▶ _Brief_
Continue the account of the ORBIS ionospheric beacon experiments from its final sentence.

** Document extract follows **

The United States Air Force sponsored the ORBIS (Orbiting Radio Beacon Ionospheric Satellite) experiments, intended to explore these ionospheric ducts. ORBIS beacons operating continuously on two frequencies, one above the daytime plasma frequency and one below were monitored by a dozen or more ground stations. As the satellite position was well known, the presence of ducting was indicated when signals were picked up far from the source where "windows" in the duct were present.

Similar beacon experiments, under the code name "Nora Alice," were built by the University of Illinois and carried on Discoverer 32 and Discoverer 36 in 1961 and 1962.

==Missions==

ORBIS beacons were carried on dedicated satellites and included in the experiment packages of other satellites. All ORBIS beacon satellites were launched in multi-satellite missions. (see launch summary below).

===ORBIS===

After one launch failure on March 24, a stand-alone ORBIS satellite was put into a low orbit on 18 November 1964. It transmitted on 10.004 MHz for about two weeks, until it reentered the atmosphere. Observed at many locations throughout the world, the AFCRL observatories in Massachusetts noted (a) extremely long-range propagation observed from the northwest near and after local sunrise, the signals cutting off as the satellite passed below the horizon to the south, and (b) during the post-midnight hours, long range propagation was observed beyond-the-horizon from the south. Stations at Urbana, Illinois and St. Louis, Missouri noted similar effects. Europe-based stations, managed by members of the Joint Satellite Studies Group, noted general agreement with the U.S.A. overhead observations, but because of high local interference, did not detect much long-range propagation. The general conclusion was that the southern and equatorial regions of the Earth seemed far more favorable to long-range propagation, especially for signals propagated from the Northern Hemisphere during the midnight hours.

===Orbiting Vehicle===

The program was later split into ORBIS Low and ORBIS High, with low and high referring to satellite altitude. Satellite OV2-5 carried eleven experiments, one of which was an ORBIS High transmitter. OV2-5 was launched into a synchronous altitude orbit in September 1968.

** End of Document extract **
** Raw data follows **

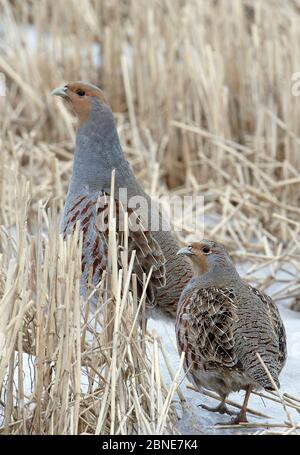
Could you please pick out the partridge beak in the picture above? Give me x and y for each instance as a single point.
(185, 251)
(60, 91)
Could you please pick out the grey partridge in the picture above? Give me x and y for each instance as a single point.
(97, 153)
(222, 323)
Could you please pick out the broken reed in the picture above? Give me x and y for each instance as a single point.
(64, 370)
(203, 102)
(203, 96)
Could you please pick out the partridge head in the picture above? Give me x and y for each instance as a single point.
(211, 261)
(98, 152)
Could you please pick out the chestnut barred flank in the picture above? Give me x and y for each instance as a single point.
(223, 323)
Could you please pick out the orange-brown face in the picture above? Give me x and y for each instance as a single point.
(80, 95)
(203, 254)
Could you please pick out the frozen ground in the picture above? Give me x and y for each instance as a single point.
(196, 420)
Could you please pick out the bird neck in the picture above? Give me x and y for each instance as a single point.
(218, 277)
(97, 153)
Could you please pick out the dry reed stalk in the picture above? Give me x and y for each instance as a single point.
(202, 92)
(125, 392)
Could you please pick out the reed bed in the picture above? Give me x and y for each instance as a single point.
(202, 92)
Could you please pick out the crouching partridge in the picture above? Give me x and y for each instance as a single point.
(97, 153)
(222, 323)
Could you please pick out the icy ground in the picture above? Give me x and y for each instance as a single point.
(196, 420)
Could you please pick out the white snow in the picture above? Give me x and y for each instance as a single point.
(196, 420)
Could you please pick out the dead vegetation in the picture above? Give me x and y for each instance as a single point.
(202, 92)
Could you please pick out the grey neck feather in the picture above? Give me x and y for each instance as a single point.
(219, 275)
(97, 153)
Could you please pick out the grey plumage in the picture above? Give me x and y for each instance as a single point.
(97, 153)
(223, 322)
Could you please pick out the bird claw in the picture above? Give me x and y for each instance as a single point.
(221, 409)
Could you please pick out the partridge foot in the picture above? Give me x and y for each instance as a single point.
(221, 409)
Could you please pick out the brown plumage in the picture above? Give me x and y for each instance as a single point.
(222, 323)
(98, 152)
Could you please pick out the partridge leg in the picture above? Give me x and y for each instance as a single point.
(242, 415)
(221, 408)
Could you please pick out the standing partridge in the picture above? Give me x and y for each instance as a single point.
(222, 323)
(97, 153)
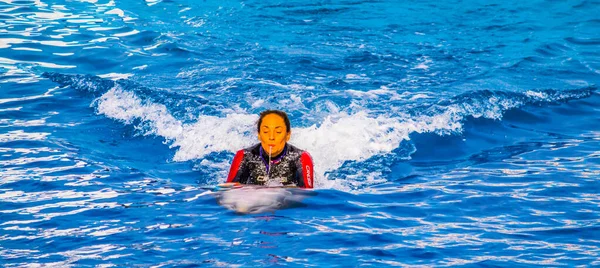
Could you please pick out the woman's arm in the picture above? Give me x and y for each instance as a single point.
(236, 170)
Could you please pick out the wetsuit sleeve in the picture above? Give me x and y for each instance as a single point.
(236, 170)
(305, 171)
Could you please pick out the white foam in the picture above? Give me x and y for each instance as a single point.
(340, 137)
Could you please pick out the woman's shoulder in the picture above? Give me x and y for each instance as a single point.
(295, 150)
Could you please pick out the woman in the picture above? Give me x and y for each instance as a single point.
(272, 162)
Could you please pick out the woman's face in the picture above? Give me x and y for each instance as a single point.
(273, 134)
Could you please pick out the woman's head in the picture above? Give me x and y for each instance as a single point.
(273, 131)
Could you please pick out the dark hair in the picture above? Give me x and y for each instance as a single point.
(283, 115)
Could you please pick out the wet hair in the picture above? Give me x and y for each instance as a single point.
(282, 114)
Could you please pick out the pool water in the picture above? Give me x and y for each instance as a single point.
(444, 133)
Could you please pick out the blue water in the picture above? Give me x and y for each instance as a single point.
(453, 133)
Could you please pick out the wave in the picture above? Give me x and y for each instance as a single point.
(340, 137)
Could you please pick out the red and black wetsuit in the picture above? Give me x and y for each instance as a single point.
(292, 167)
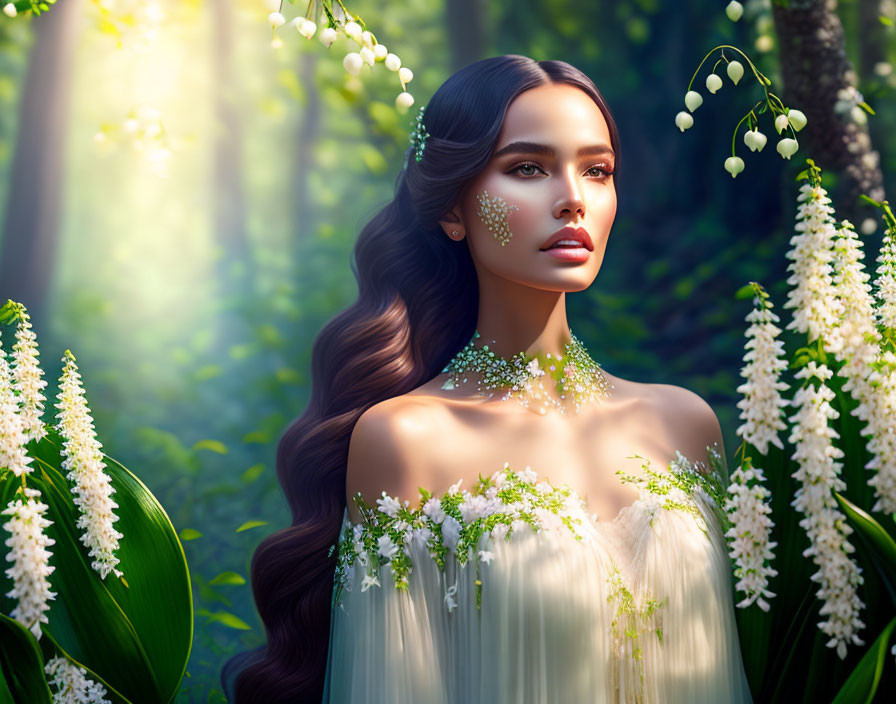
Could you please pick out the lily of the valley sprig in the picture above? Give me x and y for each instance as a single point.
(784, 118)
(336, 19)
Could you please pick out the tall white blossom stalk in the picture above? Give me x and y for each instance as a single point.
(13, 436)
(838, 574)
(28, 379)
(72, 684)
(812, 295)
(84, 462)
(747, 503)
(30, 559)
(867, 377)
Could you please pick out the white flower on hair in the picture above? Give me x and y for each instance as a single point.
(819, 476)
(13, 436)
(72, 684)
(82, 458)
(30, 560)
(762, 401)
(817, 307)
(28, 380)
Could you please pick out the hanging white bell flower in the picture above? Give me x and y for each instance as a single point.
(30, 560)
(404, 101)
(353, 29)
(734, 10)
(72, 684)
(734, 165)
(797, 119)
(84, 461)
(781, 123)
(328, 36)
(693, 100)
(27, 378)
(735, 71)
(353, 63)
(684, 120)
(787, 147)
(755, 140)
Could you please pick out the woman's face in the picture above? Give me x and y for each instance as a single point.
(551, 168)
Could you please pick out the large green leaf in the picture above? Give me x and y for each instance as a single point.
(136, 632)
(22, 676)
(861, 686)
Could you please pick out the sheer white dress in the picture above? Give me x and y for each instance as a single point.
(510, 592)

** End of Raw data **

▶ _Your response_
OV4-3, a Manned Orbital Laboratory boilerplate, was launched in November 1966. In addition to two other experiments, it carried an ORBIS Low transmitter operating at 5.005, 10.004 and 30.012 MHz. 25 ground stations located around the world were involved in this mission. It operated for one month and reentered the atmosphere in 9 January 1967.

===ORBISCAL===

ORBISCAL (ORBIS Calibration), also called OV1-17A, had two transmitters, operating at 8.98 and 13.25 MHz. It broadcast for one week between launch and reentry in March 1969. It was a reflight of ORBISCAL 1, lost in a 12-satellite Atlas-Burner launch failure in August 1968. Stations at Thule and at Sagamore Hill Radio Observatory, Massachusetts frequently recorded propagation ranges of 20,000 kilometers during both day and night hours.

==Launches==

| Name | Launch date | International Designator | Other names | Launch vehicle |
|---|---|---|---|---|
| ORBIS 1 | 24 March 1964 | F00297 |  | Thrust Augmented Thor SLV-2A Agena-d |
| ORBIS | 18 November 1964 | A00587 | KH-4A 1014 | Thrust Augmented Thor SLV-2A Agena-D |
| OV2-5 | 26 September 1968 | S03428 |  | Titan_IIIC |
| OV4-3 | 3 November 1966 | 1966-099A | OPS 0855 | Titan_IIIC |
| ORBISCAL 1 (failed launch) | 16 August 1968 |  |  | Atlas SLV-3 Burner-2 |
| ORBISCAL 2 | 18 March 1969 | 1969-025D | OV1-17A | Atlas F |

There may have been other, classified ORBIS flights prior to 1967.